Given passage =

* * *

While large parts of the world have been recovering very gradually from the coronavirus pandemic and many countries have seen a resurgence of infections, the United Kingdom was even in the spring busily inviting students from around the world to its universities. The UK’s education sector is in direct competition with Australia and the United States. But unlike these two countries, the British did not scare off foreign students during the crisis; instead it supported them. Moreover, unlike most European countries, Britain continues to impose relatively mild entry restrictions. Its universities have therefore been able to compete for wealthy students from all over the world – particularly from Asian countries that were not so badly hit by the pandemic or have begun to recover from the crisis. UK higher-education institutions have had a considerable advantage over direct competitors in Australia and the US.
Universities are important enterprises for Australia, the UK and the US. Wealthy parents from China, India and other Asian countries spend a lot of money to enable their children to study in one of these three countries. So far, the US has been ahead of the pack, given the size of the country and its educational system. According to the United Nations Educational, Scientific and Cultural Organization (Unesco), the country attracted 985,000 foreign students in 2017. But the UK (population 60 million) and Australia (population 24 million) have outsized foreign student populations, with 435,000 and 381,000 enrolled, respectively.
Students from China represent the bulk of foreign students: almost one million citizens are currently studying abroad. In Australia, Chinese students represent 38.3 percent of all higher-education enrollment, followed by Indians at 18 percent. The number of foreign students in Australia has almost doubled between 2008 and 2018, from 202,000 to 398,600. In 2017, income from fee-paying overseas students constituted 23.3 percent of the total revenue of Australian universities.
In the US, almost 370,000 Chinese students were enrolled in US higher-education programs in 2018. They contributed about US$15 billion in tuition payments. These students are particularly important for American universities since – unlike their domestic peers – less than a fifth receive a grant or scholarship from their school.
During the crisis, however, the Australian government has treated its foreign guests in a mean-spirited manner. Prime Minister Scott Morrison said in early April that it was now time for people without permanent residence status to go home. He said it was nice to have had guests in "good times", but now they should leave the country. Morrison made an exception for “those backpackers in Australia who are nurses or doctors”. For those that provide useful skills, the Australian government will keep the doors open. But only for them.
According to the Australian government, all 2.17 million people who were in the country with temporary visas should have left. This includes students, tourists and people with work visas. In addition to foreign students, more than 200,000 tourists were in Australia at the time of the outbreak of the crisis. The export of educational services is the third-largest source of foreign exchange in the country after iron ore and coal production, providing employment for 250,000 people.

* * *

Task set =
1/ Answer these questions from the passage on foreign university students:
(a) According to Unesco, how many foreign students did the US attract in 2017?
(b) What percentage of all higher-education enrollment in Australia do Chinese students represent?
(c) How many people does the export of educational services employ in Australia?
2/ Reproduce the passage on foreign university students from "During the crisis, however, the" to "only for them.", swapping "guests" for "visitors".

Listed records =
* * *

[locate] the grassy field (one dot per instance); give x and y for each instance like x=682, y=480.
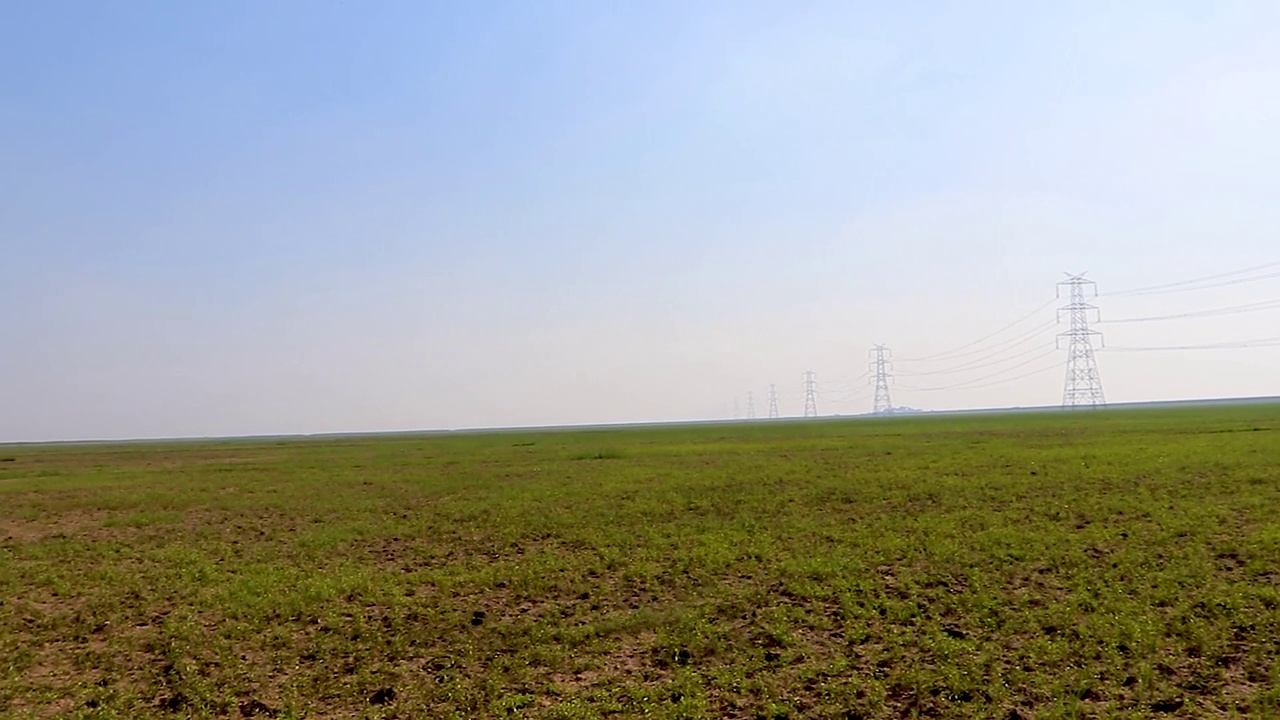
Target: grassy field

* * *

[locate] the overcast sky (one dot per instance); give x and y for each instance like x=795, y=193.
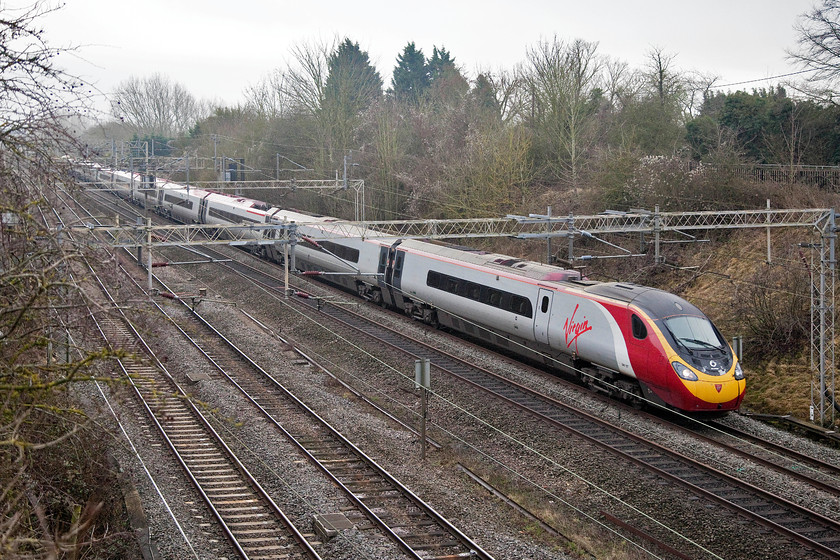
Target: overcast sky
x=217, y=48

* * *

Problem solutions =
1/
(a) 985,000
(b) 38.3 percent
(c) 250,000

2/
During the crisis, however, the Australian government has treated its foreign visitors in a mean-spirited manner. Prime Minister Scott Morrison said in early April that it was now time for people without permanent residence status to go home. He said it was nice to have had visitors in "good times", but now they should leave the country. Morrison made an exception for “those backpackers in Australia who are nurses or doctors”. For those that provide useful skills, the Australian government will keep the doors open. But only for them.